Exercise description -
In the records below, find the line containing "Expected: the pointer indicates a point on the esso" and restate it and all lines after it exactly, through the last line.
START Study material
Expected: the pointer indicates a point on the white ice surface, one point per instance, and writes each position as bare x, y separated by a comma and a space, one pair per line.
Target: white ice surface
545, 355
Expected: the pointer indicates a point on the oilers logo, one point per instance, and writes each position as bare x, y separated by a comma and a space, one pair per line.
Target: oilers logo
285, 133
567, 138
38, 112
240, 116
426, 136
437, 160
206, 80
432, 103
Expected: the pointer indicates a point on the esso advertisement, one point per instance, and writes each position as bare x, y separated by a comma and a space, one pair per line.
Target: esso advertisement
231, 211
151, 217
END Study material
Expected output -
Expected: the pointer indicates a point on the esso advertisement, one point per instance, and writes each position as bare x, y separated by a comma and a space, one pair per line.
Target: esso advertisement
231, 211
151, 217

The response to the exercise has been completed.